Among the lines below, a stretch begins at the one with "Each instance of the rope" and ends at the one with "Each instance of the yellow metal beam". Repeat that stretch exactly, ends included.

*** Opening of DATA EXTRACTS ***

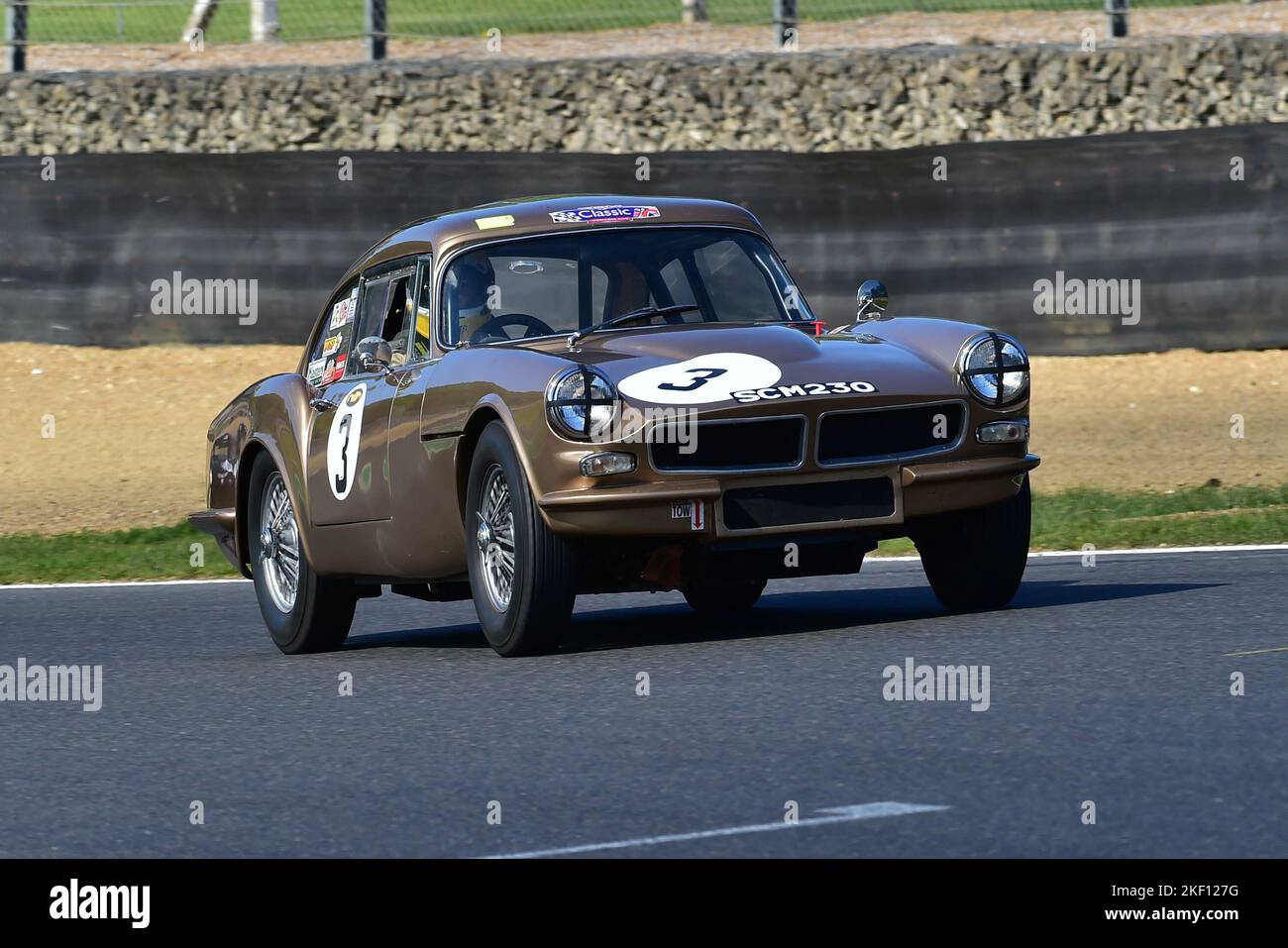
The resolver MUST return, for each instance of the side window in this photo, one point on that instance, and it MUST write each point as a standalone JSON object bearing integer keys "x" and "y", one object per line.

*** Close of DATA EXTRACTS ***
*** Opening of DATA EXTRACTS ***

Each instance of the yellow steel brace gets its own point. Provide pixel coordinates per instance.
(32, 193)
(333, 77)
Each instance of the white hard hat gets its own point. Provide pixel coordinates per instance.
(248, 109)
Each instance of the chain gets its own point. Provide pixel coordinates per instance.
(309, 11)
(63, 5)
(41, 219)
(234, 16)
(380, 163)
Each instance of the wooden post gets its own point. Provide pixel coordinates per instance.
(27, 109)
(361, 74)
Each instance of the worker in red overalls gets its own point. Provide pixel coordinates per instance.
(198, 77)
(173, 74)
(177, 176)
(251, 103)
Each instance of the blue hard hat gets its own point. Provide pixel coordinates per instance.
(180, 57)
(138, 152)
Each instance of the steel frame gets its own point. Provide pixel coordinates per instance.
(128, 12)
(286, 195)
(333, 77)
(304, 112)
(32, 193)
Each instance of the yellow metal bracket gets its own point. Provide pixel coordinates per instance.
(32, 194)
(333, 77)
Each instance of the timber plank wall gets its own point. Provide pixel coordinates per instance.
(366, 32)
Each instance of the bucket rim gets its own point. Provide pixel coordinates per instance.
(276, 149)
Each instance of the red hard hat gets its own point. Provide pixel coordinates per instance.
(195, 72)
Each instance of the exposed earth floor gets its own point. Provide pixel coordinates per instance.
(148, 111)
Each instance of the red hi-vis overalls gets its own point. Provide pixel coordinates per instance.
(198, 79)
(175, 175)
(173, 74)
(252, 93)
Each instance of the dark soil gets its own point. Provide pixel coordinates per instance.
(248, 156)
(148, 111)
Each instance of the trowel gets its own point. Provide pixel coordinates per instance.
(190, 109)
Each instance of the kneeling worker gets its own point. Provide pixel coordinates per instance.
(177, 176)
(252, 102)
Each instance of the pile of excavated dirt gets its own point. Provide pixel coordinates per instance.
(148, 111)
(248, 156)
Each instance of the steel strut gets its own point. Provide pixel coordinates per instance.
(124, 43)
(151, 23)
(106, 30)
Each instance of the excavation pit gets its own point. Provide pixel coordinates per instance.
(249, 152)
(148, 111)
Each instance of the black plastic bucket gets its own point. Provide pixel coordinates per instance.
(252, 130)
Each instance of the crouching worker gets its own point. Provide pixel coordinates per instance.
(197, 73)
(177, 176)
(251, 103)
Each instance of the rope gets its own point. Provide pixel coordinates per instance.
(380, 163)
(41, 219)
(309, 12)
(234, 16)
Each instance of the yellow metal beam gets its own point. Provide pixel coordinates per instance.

*** Close of DATA EXTRACTS ***
*** Opening of DATA EXTRACTS ***

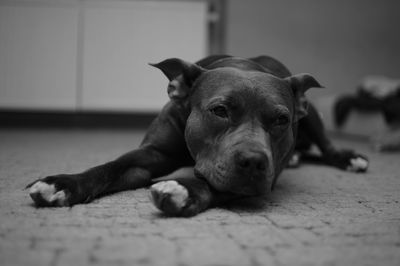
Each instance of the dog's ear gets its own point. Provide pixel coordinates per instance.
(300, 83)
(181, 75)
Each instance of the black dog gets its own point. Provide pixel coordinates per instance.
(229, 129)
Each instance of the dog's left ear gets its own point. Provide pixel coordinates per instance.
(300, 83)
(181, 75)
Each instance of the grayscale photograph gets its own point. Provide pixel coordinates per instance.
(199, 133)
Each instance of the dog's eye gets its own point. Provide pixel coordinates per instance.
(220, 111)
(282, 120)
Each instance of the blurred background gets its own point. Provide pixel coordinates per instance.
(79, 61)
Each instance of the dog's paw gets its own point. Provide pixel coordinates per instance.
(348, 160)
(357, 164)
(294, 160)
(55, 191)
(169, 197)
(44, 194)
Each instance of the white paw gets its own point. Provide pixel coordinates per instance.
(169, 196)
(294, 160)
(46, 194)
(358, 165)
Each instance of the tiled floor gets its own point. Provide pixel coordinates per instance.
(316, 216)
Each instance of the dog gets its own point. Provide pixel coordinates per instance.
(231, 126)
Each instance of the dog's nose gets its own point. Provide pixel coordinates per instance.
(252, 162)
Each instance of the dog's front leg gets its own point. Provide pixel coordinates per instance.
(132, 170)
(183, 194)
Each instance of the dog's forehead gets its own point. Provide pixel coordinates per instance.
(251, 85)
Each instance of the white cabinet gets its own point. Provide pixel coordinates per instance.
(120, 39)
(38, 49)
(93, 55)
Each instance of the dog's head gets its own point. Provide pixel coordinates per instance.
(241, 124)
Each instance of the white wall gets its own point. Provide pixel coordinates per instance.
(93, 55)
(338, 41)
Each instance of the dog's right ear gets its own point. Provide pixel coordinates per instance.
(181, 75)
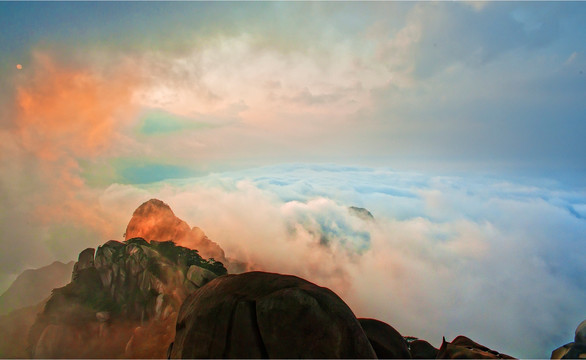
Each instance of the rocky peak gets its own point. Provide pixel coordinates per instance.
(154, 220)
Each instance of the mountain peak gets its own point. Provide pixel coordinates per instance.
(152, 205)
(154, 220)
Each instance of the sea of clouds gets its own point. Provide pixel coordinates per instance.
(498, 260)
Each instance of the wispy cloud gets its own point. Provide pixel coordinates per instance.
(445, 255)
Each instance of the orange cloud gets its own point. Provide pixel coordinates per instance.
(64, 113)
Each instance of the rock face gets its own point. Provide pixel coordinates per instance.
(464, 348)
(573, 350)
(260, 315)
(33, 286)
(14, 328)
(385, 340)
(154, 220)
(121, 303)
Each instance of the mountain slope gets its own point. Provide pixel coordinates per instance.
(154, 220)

*** Close of DATA EXTRACTS ***

» ANSWER FOR THE TASK
Each instance of the rope gets its own point. Provide pixel coordinates per instance.
(380, 163)
(41, 219)
(309, 12)
(234, 16)
Each instance of the yellow metal beam gets its own point. Provide pixel coordinates per instance.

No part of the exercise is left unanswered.